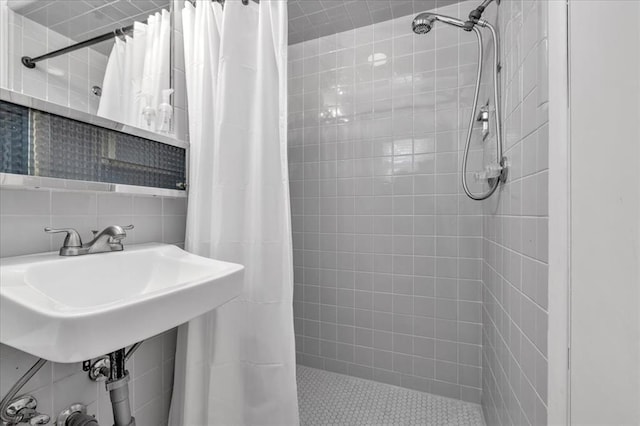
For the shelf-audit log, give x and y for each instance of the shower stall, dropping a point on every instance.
(418, 179)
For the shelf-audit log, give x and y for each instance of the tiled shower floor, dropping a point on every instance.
(327, 398)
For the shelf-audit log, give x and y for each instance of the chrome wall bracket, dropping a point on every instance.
(22, 410)
(100, 369)
(483, 117)
(65, 414)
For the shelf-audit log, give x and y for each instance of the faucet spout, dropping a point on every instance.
(109, 239)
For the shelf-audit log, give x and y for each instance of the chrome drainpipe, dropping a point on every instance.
(118, 387)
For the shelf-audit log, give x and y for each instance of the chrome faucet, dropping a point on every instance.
(109, 239)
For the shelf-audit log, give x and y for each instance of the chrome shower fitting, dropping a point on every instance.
(422, 24)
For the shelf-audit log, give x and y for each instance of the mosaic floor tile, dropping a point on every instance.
(327, 398)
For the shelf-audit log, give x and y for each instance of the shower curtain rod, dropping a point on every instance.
(30, 62)
(245, 2)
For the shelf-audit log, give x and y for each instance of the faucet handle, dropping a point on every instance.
################
• _Stated exercise_: Copy out the stretch of the records from the line containing "faucet, dropping a point on every instance." through the end of the records, swapping "chrome" for "nickel" and keeping everything else the same.

• _Answer to the task_:
For the shelf-audit log, give x and y for each instance of the nickel faucet, dropping a point on every instance.
(109, 239)
For the shelf-audit log, give x and y for each instance of the nickel shower fitting, dropping a point on every instance.
(422, 24)
For the shelf-audit log, give x and y for each instance of the mosaic floor tile, dropping a point on every instance.
(327, 398)
For the shelf-audit log, give x and y for each instance of the shower curtain rod, dropping a point on every instance.
(30, 62)
(245, 2)
For the shelf-audit log, give x and y for each instance of the faucet handle, dropping a point on every instance.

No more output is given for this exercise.